== Segment start ==
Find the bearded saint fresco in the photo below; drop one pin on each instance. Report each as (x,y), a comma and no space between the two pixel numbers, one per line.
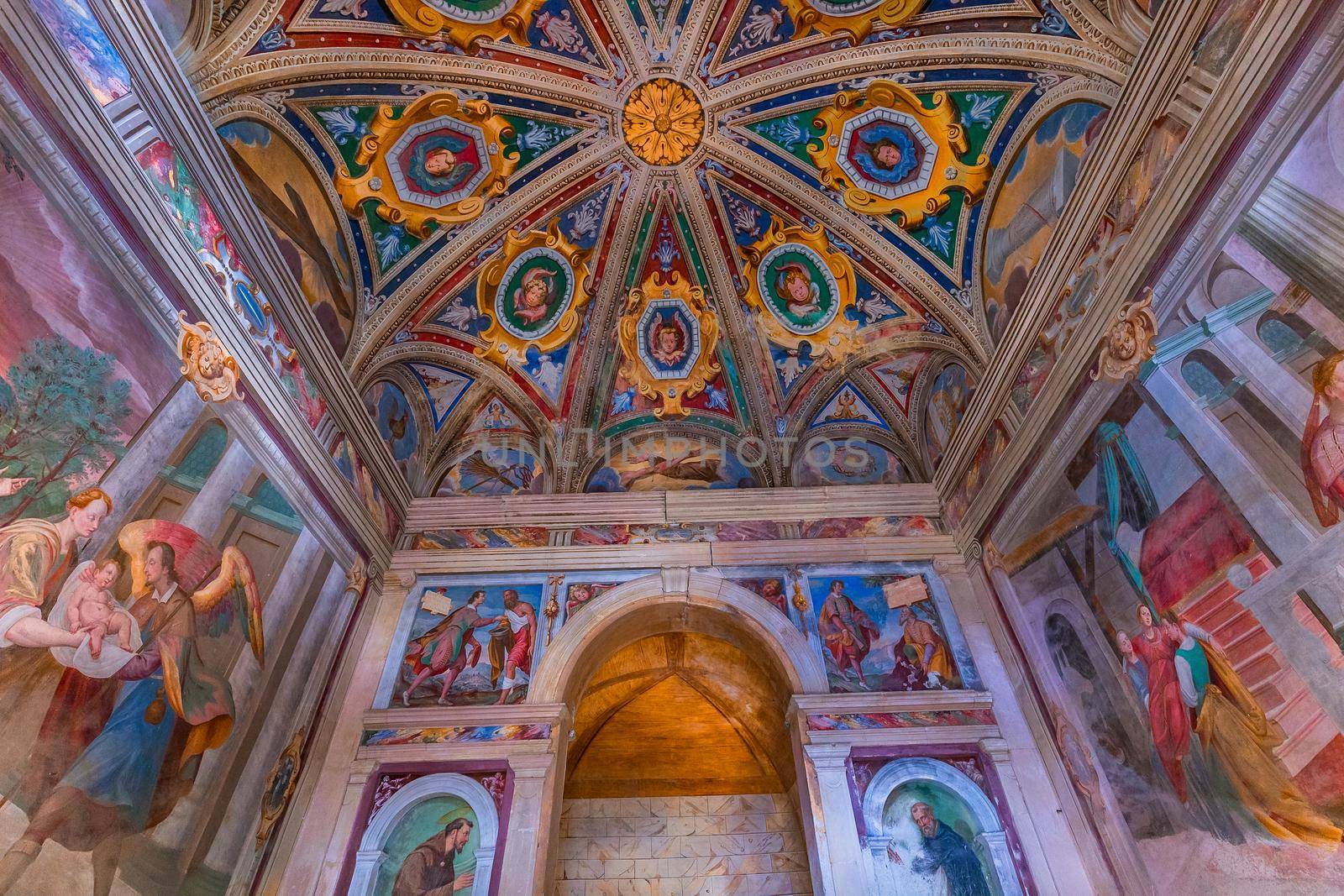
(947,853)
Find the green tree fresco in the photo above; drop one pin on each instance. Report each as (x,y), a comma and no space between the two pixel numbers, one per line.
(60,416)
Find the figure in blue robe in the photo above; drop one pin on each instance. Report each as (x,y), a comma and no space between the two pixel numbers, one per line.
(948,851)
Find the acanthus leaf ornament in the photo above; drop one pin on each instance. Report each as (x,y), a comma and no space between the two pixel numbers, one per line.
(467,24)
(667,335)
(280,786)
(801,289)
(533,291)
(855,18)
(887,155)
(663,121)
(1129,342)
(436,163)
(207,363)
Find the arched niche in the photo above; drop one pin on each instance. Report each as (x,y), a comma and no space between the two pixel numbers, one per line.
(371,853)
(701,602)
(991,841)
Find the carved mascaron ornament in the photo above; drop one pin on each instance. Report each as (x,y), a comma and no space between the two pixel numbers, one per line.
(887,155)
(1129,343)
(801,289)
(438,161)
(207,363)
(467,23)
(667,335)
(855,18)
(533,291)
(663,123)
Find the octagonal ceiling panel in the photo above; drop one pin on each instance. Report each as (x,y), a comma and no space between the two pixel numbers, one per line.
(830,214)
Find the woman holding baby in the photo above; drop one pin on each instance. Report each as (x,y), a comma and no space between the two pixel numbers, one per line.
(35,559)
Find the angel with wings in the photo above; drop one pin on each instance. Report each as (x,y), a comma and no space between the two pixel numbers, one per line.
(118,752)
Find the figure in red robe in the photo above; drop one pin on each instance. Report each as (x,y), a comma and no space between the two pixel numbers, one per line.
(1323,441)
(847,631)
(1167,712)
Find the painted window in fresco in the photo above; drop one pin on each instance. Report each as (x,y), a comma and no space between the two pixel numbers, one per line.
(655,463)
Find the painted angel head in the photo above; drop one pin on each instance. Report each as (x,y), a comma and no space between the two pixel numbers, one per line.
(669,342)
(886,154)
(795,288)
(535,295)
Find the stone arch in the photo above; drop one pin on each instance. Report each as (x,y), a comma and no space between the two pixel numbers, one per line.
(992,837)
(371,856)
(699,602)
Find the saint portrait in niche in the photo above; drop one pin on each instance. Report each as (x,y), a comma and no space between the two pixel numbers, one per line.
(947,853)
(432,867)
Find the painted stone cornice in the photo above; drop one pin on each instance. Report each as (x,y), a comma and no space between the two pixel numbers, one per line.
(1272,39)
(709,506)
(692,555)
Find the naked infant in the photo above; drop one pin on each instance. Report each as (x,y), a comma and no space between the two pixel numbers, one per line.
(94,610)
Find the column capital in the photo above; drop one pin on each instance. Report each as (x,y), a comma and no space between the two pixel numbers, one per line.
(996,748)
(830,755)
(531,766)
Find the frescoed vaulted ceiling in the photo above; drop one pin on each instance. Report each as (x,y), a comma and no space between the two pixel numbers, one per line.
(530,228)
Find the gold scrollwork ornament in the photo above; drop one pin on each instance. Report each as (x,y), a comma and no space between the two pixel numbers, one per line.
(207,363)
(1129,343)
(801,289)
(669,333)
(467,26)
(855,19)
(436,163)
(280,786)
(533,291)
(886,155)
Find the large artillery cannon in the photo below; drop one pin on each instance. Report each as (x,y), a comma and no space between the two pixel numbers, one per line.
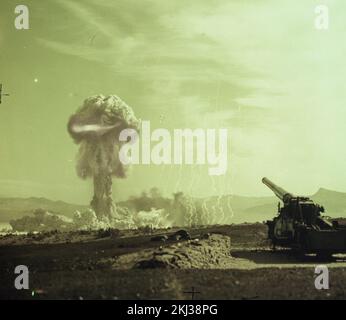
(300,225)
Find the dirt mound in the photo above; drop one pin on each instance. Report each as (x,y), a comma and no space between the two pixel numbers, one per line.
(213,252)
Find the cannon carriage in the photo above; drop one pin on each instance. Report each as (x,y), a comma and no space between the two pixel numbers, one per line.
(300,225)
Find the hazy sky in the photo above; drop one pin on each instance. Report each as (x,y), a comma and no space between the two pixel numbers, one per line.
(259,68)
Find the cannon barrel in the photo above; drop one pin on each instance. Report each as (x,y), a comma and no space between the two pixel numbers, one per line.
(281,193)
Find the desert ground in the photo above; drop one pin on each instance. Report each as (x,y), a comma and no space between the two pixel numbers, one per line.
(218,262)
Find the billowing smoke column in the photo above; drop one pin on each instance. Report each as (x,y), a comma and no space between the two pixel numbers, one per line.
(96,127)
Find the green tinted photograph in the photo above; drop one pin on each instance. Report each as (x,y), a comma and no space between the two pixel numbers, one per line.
== Segment end ==
_EXERCISE DESCRIPTION:_
Each entry above should be returned exactly as written, minus its pictures.

_TASK SOLUTION:_
Find the bearded saint fresco in the photo below; drop one pin on each instance. Report each as (x,y), a comma and no space between the two pixel numbers, one per line.
(947,853)
Find the green tree fresco in the photo above; drop one pin on each instance. Report each as (x,y), a comma and no space between the two pixel numbers, one per line.
(60,416)
Find the figure in blue robe in the photo above; drop one pin on each instance. Report each as (x,y), a comma and no space between the two pixel numbers, one per line.
(948,851)
Find the acanthus leaf ornament in the photo above; drop one pin on each instance. Report each as (x,y), a comma and no space between the two pixel numbers, one per line.
(467,24)
(667,335)
(280,786)
(801,289)
(533,291)
(855,18)
(887,155)
(663,121)
(1129,342)
(436,163)
(207,363)
Find the arched niche in the photo above; drop one pin on each instance. Report each as (x,y), a comma and no space between the two pixel numbers, one per line.
(371,853)
(701,602)
(991,841)
Find the carved mascaron ornament in the photo above; drop one pin on each instance. Report each as (x,y), a comma and no space between the two pixel numbers, one per line.
(887,155)
(1129,343)
(801,289)
(438,161)
(207,363)
(467,23)
(667,335)
(855,18)
(533,291)
(663,123)
Find the octagonal ceiling panel in the photo above; drop one pin on each instance. Report each as (x,y), a comma and no space between the two pixel numbers, one per line.
(830,214)
Find the woman holding baby in the photo above; drop one pin on each instance. Report each as (x,y), a comma and no space between the two pixel numbers, one per line.
(35,559)
Find the angel with wings in the photo above; drop one pin on each instance. Report each as (x,y), a comma and no space between the two pixel numbers, one per line.
(118,752)
Find the figure in red robe in the photo above; drop one pin on each instance. Report each as (x,y), a comma and no space between the two pixel numbers, one per line.
(1323,441)
(847,631)
(1167,712)
Find the painted window in fresco in the photo above; drop one pin on each instance. Report each as (x,y), a comma and no space between the two pixel numbers, one per line.
(655,463)
Find the painted angel head in the photo above; drop one pin on each instance. Report each as (x,y), a comma and no space between the two pixel numbers, one per line.
(669,342)
(886,154)
(795,288)
(535,295)
Find the stone arch in the photo above; drop one pin on each instance. Report each as (x,y), a comma and no space between the two pixel numbers, one per line.
(992,837)
(371,856)
(699,602)
Find the saint portrait in niche in the photo above; drop one pin on each instance. Report each as (x,y), a comma and no space between the two pixel numbers, one per line.
(947,853)
(432,867)
Find the painted stone cornice in the photo above; drop one pin on each instance. Report each as (x,y), a comma and no space between the two pixel numbers, one per line.
(1272,39)
(709,506)
(692,555)
Find the naked infant in the photo above; drop one pin on each instance. Report each as (x,y), a comma and no space between the two pixel numbers, one per line.
(94,610)
Find the column capital in the photo above; drop one pin on each instance. Report each as (x,y), a comma and no space between the two pixel numbers, one per line.
(996,748)
(830,755)
(531,766)
Find the frescoed vaulted ceiling in the photo above; drop one pin on each instance. Report each as (x,y), a comma and no space between the two pixel numbers, one per line.
(530,228)
Find the gold scrollwork ornament in the photo above; drop one pin on each instance. Report each as (x,y), a comma and no space between the two pixel numbers, one per line.
(207,363)
(1129,343)
(801,289)
(669,333)
(467,26)
(855,19)
(436,163)
(280,786)
(533,291)
(886,155)
Find the large artillery cannon in the photo below; drop one pin on each instance. Report each as (x,y), a comma and no space between the two pixel numbers, one per line.
(300,225)
Find the dirt mound in the photo above; drop one pin on each instance. Report each as (x,y), a comma and no space between the two pixel numbers, one per line.
(213,252)
Find the cannon carriage in the photo above; drop one pin on each instance. Report each as (x,y), a comma and no space between the two pixel numbers, one per line.
(300,225)
Find the hazy sky in the photo above; drop one pin on each instance. Report each as (x,y), a comma and no space between the two pixel numbers, one per line.
(259,68)
Find the cannon barrel in the photo above; drop one pin on each instance. Report each as (x,y), a comma and no space between the two pixel numbers, one per line.
(281,193)
Find the desert ground in the photo above; drop one pin on each instance. Report each as (x,y), a comma and no space between the two pixel numbers, one per line.
(218,262)
Find the billowing smoke column in the photo above; drop one pin on each instance. Report each as (x,y), a comma and no space between the two pixel numbers, one per line.
(96,127)
Find the green tinted photograph in the photo above; drop one pin on each instance. Report each as (x,y), a comma and no space between the two pixel numbers, one per line.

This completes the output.